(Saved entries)
§ §
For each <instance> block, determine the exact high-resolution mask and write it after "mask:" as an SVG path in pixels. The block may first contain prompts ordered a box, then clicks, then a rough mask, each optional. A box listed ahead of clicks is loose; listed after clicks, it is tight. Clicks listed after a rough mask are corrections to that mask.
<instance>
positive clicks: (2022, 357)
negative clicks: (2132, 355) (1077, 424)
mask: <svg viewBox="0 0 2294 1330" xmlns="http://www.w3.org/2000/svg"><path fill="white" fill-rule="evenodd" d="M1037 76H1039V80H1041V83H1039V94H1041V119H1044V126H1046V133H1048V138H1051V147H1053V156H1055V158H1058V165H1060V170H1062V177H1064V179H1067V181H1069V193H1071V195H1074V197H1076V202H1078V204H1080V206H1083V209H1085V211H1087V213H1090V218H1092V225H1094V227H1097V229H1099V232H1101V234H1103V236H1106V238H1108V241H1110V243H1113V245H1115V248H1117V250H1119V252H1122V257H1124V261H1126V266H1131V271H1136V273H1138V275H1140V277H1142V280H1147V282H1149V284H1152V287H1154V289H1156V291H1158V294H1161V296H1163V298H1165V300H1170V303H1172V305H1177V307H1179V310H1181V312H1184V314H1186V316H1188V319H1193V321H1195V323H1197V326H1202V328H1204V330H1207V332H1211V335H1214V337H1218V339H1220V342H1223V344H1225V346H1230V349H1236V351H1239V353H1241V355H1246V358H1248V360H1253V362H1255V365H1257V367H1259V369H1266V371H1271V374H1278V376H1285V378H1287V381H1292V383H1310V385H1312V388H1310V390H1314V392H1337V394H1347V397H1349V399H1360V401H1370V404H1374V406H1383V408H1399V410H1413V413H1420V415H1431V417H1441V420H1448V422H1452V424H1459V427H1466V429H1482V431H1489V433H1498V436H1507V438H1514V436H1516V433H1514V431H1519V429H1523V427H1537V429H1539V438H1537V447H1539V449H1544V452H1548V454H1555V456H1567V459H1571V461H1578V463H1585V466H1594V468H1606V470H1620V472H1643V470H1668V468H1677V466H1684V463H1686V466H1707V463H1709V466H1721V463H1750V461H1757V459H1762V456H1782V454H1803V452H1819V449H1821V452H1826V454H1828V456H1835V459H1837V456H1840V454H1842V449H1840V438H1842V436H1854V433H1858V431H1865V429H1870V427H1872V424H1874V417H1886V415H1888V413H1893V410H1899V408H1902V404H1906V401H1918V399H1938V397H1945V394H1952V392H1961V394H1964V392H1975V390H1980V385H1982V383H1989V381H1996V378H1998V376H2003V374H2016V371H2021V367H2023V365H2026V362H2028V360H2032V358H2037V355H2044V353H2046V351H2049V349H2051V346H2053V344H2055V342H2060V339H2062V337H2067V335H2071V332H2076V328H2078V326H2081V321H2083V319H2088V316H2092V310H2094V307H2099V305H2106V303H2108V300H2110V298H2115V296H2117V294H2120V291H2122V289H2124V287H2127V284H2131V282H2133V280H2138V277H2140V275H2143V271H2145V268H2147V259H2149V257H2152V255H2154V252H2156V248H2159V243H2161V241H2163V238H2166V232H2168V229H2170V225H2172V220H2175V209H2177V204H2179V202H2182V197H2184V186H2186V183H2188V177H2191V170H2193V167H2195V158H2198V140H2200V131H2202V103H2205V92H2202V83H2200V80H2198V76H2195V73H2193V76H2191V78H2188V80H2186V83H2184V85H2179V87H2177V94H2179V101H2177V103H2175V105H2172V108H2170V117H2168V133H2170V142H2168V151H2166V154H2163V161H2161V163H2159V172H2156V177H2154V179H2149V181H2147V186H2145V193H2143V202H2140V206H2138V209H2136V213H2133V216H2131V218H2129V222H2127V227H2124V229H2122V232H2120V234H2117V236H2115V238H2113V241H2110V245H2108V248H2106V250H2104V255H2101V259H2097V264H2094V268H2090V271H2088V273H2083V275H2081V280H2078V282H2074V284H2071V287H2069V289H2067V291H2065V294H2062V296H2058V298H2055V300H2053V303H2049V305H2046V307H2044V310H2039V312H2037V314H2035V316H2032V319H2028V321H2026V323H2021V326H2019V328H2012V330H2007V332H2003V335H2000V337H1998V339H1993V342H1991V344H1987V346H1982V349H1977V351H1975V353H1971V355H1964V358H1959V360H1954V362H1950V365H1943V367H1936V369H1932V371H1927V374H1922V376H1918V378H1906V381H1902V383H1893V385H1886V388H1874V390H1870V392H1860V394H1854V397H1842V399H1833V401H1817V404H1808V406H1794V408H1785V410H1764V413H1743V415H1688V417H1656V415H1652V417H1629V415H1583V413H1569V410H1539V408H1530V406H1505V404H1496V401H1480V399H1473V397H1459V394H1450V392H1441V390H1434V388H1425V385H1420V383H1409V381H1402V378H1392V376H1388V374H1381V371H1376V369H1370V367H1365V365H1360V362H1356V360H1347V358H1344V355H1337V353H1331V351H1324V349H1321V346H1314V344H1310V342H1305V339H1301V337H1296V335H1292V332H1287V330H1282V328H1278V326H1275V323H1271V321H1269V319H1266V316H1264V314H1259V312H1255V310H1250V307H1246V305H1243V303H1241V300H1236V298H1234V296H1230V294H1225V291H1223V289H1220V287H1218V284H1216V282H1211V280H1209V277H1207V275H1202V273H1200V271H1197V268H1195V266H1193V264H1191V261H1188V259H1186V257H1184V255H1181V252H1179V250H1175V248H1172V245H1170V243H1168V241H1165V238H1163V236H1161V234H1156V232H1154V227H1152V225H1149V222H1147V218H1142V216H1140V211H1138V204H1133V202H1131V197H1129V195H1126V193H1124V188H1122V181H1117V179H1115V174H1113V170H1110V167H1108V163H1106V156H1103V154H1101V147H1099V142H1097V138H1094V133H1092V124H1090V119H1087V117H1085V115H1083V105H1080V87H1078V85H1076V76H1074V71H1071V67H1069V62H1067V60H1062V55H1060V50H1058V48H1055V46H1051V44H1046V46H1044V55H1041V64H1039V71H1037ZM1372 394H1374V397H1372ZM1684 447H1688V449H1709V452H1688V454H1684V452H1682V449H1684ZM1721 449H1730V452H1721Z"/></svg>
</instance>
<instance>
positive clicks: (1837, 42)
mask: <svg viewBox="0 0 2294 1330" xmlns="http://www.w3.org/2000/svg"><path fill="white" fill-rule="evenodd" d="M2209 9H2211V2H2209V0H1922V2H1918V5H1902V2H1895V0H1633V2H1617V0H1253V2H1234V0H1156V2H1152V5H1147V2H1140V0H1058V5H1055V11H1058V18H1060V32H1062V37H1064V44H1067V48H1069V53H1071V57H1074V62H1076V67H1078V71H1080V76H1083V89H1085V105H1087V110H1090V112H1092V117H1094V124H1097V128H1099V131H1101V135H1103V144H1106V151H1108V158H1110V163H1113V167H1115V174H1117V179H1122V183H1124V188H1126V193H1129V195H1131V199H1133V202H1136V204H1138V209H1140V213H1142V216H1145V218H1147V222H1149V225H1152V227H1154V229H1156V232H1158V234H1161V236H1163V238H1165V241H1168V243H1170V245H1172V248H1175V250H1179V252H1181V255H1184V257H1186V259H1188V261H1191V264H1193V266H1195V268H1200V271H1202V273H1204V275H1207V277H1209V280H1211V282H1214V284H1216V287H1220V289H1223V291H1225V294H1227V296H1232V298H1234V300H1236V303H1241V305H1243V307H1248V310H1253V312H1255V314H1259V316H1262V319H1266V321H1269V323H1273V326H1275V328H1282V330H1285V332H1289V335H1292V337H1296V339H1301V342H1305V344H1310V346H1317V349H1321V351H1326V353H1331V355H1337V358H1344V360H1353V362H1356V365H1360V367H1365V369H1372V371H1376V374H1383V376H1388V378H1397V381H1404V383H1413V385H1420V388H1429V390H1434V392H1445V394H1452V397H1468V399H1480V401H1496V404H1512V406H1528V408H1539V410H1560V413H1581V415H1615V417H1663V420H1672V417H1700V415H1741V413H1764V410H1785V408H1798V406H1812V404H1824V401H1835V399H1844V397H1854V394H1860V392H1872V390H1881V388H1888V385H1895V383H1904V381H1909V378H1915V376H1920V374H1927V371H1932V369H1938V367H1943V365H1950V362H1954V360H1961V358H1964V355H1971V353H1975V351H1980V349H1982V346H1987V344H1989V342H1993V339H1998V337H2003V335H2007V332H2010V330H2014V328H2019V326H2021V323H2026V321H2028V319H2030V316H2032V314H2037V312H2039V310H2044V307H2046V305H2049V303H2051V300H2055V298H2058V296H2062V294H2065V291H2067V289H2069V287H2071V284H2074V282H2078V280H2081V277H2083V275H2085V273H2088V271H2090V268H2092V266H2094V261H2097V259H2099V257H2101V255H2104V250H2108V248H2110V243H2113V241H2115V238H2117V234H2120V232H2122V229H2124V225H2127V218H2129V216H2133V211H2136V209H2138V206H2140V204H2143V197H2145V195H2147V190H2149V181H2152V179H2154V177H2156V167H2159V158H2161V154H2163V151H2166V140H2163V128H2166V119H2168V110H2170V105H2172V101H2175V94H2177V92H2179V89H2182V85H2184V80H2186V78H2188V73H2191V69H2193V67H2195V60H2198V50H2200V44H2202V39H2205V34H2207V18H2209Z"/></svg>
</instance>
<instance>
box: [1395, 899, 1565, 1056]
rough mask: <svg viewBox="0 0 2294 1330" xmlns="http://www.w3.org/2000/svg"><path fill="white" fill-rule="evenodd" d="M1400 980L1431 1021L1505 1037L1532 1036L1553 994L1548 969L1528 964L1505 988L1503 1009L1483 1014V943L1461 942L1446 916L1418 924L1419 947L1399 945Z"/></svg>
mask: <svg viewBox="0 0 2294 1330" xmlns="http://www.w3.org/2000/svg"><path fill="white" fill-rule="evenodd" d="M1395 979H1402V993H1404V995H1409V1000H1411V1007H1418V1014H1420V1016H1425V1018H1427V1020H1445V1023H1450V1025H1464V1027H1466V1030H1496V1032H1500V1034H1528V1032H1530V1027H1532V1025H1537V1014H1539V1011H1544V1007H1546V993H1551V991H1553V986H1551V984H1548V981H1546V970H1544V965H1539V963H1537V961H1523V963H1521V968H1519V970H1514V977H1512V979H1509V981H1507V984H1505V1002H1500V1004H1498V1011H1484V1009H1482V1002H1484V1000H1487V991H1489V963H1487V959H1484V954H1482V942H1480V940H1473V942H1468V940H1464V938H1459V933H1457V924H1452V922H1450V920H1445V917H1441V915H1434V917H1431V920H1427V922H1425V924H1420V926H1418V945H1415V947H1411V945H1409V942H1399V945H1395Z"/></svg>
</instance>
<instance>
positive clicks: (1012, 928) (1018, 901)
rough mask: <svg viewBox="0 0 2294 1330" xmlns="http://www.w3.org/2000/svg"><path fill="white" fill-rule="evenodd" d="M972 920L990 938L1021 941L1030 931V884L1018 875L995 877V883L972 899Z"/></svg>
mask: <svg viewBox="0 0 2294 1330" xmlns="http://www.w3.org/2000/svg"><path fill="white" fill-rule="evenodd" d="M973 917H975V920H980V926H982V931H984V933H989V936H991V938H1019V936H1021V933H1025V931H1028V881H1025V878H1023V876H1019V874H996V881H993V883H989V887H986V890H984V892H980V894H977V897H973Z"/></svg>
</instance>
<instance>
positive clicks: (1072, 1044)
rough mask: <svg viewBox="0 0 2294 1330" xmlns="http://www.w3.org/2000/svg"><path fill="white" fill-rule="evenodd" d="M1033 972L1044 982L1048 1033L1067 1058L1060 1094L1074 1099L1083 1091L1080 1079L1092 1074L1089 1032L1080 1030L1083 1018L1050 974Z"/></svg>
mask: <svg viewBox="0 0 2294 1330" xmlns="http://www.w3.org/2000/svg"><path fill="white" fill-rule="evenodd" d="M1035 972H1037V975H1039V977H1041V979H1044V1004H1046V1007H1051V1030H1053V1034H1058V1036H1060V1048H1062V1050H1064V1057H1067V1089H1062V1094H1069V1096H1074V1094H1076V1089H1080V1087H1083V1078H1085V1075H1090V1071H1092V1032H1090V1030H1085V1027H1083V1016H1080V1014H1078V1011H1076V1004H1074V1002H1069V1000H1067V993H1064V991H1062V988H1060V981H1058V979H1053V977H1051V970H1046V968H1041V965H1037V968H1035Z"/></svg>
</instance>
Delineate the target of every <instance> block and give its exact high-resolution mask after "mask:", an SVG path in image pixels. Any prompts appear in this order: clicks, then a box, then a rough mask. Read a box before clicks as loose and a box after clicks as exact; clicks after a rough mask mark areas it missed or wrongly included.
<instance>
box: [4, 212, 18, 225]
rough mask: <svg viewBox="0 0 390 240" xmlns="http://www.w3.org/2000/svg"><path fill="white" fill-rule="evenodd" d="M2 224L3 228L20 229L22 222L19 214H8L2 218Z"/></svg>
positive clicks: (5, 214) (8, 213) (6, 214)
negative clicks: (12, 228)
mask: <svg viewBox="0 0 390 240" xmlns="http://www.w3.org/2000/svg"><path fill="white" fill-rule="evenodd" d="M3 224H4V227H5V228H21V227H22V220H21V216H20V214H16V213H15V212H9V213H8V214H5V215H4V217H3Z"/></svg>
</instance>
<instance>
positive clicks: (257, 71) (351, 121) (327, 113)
§ §
(TASK)
Reproduce the records verbatim from their first line through the line containing "negative clicks: (2132, 355) (1077, 424)", including both of those lines.

(TASK OUTPUT)
For each <instance> block, determine the exact high-resolution mask and write it after "mask:" as an SVG path in pixels. The block may first contain prompts ordered a box, then clicks, then a rough mask, each optional. A box listed ahead of clicks is loose; listed after clicks, it is tight. Clicks listed after a rough mask are corrections to that mask.
<instance>
positive clicks: (2022, 357)
negative clicks: (2132, 355) (1077, 424)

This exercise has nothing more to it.